▶ _REQUIRED WORK_:
Answer these questions from the article on Connecticut's health information exchange below:
(a) How many providers have already signed on to the system?
(b) By law, how long do hospitals and laboratories have to sign up once the exchange is deemed operational?
(c) About how much money was set aside for the latest effort?

▶ _TEXT SECTION_:
·····

Stamford Advocate

CT launches long-awaited health info exchange

- By Jenna Carlesso

After 14 years of false starts and scrapped plans, officials said Monday they have launched Connecticu­t’s statewide health informatio­n exchange, a single repository of medical data that can be accessed by any provider tied to a patient’s care.

Forty-four providers have already signed on to the system, known as “Connie,” including Hartford HealthCare, Yale New Haven Health and the Pro Health Physicians network.

Health care practition­ers are required to participat­e in the HIE. By law, hospitals and laboratori­es have one year to sign up once the exchange is deemed operationa­l. Other providers have two years. The state has set up a secure email system so medical personnel who don’t have access to the proper technology can communicat­e with the HIE until the infrastruc­ture is in place. Funding is available for providers who need help connecting to the exchange.

Officials have said it could take two to three years to get everyone fully on board.

“We are now officially on the path that many other states have traveled to improve health care by sharing data so that it’s available when and where it’s needed,” said Vicki Veltri, head of the Connecticu­t’s Office of Heatlh Strategy. “Informatio­n that’s accessible in real time is critical for good health care.”

The launch of the exchange comes after more than a decade of failed attempts and shifting plans.

The first bid started in 2007 with a plan to build a network for Medicaid patients. But most physicians had not yet switched to electronic health records, and the state’s medical profession­als weren’t ready for it.

A second attempt in 2011 – through the Department of Public Health and a quasi-public group called the Health Informatio­n Technology Exchange CT (HITE-CT) – got off to a stronger start but was mired in a legal battle and later folded. The third venture was overseen by the Department of Social Services and lasted 10 months, beginning in 2016. That effort also centered on Medicaid-based initiative­s, while larger plans for a statewide HIE were left for those who spearheade­d the fourth – and most recent – attempt in 2017.

At least $18 million was spent on the first three projects. About $48 million was set aside for the latest effort, with 10% of that covered by the state and federal funds making up the rest. By last fall, more than $20 million of the $48 million had been spent. Officials did not have an updated figure on Monday. HIE organizers are required to use the remainder of the federal money by September 2021.

·····

▶ _STUDY MATERIAL_:

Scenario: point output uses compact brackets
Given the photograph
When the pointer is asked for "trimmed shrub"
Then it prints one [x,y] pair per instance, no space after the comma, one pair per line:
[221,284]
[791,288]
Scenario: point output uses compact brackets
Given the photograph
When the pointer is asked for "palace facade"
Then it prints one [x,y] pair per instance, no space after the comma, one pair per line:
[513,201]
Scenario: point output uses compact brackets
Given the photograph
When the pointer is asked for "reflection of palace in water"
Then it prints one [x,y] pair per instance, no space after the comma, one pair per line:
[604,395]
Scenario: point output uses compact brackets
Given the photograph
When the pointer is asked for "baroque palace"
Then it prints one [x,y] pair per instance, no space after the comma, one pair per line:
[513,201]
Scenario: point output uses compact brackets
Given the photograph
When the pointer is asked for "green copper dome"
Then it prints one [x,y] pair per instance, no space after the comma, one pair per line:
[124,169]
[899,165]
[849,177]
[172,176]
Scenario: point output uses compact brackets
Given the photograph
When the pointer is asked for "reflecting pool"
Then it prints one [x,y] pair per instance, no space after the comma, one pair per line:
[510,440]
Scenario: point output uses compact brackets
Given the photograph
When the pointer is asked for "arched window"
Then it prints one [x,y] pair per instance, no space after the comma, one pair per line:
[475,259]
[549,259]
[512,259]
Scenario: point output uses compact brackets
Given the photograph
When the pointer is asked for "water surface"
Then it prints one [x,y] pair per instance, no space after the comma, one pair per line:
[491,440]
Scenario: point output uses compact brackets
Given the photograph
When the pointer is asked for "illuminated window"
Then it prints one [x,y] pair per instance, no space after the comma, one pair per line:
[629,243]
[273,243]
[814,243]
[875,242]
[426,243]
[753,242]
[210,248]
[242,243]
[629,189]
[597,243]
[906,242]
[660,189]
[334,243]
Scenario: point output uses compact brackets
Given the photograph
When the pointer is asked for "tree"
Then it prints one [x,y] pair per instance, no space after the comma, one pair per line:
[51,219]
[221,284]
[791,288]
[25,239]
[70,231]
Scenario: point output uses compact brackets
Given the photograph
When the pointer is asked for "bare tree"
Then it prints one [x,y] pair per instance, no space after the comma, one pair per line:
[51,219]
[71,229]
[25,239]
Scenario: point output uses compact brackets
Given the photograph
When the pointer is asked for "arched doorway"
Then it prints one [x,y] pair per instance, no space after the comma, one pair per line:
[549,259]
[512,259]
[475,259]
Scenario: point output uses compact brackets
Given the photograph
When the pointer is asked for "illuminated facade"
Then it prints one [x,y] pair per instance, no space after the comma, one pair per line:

·····

▶ _RESULT_:
(a) Forty-four.
(b) One year.
(c) About $48 million.